SOURCE PASSAGE →
# Load Your Data

* The Pima Indians dataset is used to demonstrate data loading in this exercise. It will also be used in many of the lessons to come. This dataset describes the medical records for Pima Indians and whether or not each patient will have an onset of diabetes within five years.

### Fun Time: The Pima Indians dataset is (1) a classification problem (2) a regression problem (3) None of the above

* The Pima Indians dataset is a good dataset for demonstration because all of the input attributes are numeric and the output variable to be predicted is binary (0 or 1). The data is freely available from the UCI Machine Learning Repository.

## Load CSV Files with NumPy
* You can load your CSV data using NumPy and the **numpy.loadtxt()** function. This function assumes no header row and all data has the same format. The example below assumes that the file **pima-indians-diabetes.data.csv** is in your current working directory.

In [None]:
# Load CSV using NumPy
from numpy import loadtxt
filename = 'pima-indians-diabetes.data.csv'
raw_data = open(filename, 'rt')
data = loadtxt(raw_data, delimiter=",")
print(type(data))
print(data.shape)

INFORMATION GIVEN →
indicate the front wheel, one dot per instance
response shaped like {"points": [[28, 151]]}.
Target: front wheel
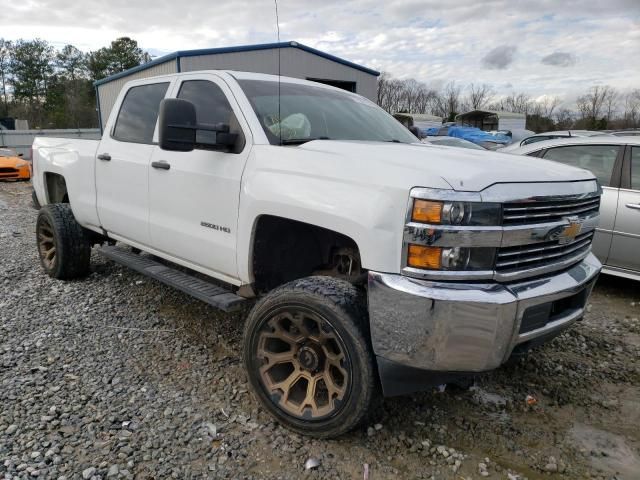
{"points": [[307, 356]]}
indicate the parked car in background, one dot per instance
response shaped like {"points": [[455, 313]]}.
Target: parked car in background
{"points": [[516, 134], [12, 166], [452, 142], [626, 133], [615, 161], [541, 137]]}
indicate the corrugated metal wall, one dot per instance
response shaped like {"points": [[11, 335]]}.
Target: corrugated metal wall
{"points": [[109, 92], [295, 63], [21, 140], [511, 123]]}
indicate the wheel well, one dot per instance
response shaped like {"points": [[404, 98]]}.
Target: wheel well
{"points": [[56, 188], [285, 249]]}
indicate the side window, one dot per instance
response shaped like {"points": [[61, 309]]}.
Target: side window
{"points": [[529, 140], [212, 107], [139, 112], [599, 159], [635, 168]]}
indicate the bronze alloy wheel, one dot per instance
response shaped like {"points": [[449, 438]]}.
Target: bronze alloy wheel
{"points": [[46, 243], [304, 365]]}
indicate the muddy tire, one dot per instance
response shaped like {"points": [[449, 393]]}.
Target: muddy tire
{"points": [[63, 245], [307, 356], [34, 200]]}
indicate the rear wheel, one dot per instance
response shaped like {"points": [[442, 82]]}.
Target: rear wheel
{"points": [[63, 246], [307, 357]]}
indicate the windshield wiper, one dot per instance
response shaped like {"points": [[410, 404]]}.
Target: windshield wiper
{"points": [[300, 141]]}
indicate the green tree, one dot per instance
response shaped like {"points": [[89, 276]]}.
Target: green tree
{"points": [[69, 104], [72, 63], [31, 69], [5, 70], [122, 54]]}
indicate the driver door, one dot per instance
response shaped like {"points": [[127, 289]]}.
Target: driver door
{"points": [[194, 196]]}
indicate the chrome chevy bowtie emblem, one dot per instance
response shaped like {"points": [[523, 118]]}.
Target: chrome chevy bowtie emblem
{"points": [[566, 233]]}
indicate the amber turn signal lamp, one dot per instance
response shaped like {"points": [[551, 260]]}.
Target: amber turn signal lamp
{"points": [[420, 256], [425, 211]]}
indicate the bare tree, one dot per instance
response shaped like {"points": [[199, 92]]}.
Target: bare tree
{"points": [[611, 103], [479, 95], [631, 116], [447, 103], [564, 119], [548, 105], [590, 104]]}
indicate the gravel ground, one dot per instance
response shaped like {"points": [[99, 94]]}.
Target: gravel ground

APPLY WHAT YOU READ →
**1.** For each statement, decide whether the data-loading text supports it, answering yes or no and quoting the words that decide it.
(a) The numpy.loadtxt() function assumes the data has a header row.
(b) All input attributes of the Pima Indians dataset are numeric.
(c) The output variable to be predicted can take more than two values.
**2.** Please reproduce the data-loading text between "## Load CSV" and "current working directory.", inclusive.

ANSWERS BY ITEM NUMBER →
**1.**
(a) No: "This function assumes no header row and all data has the same format."
(b) Yes: "all of the input attributes are numeric"
(c) No: "the output variable to be predicted is binary (0 or 1)"

**2.**
## Load CSV Files with NumPy
* You can load your CSV data using NumPy and the **numpy.loadtxt()** function. This function assumes no header row and all data has the same format. The example below assumes that the file **pima-indians-diabetes.data.csv** is in your current working directory.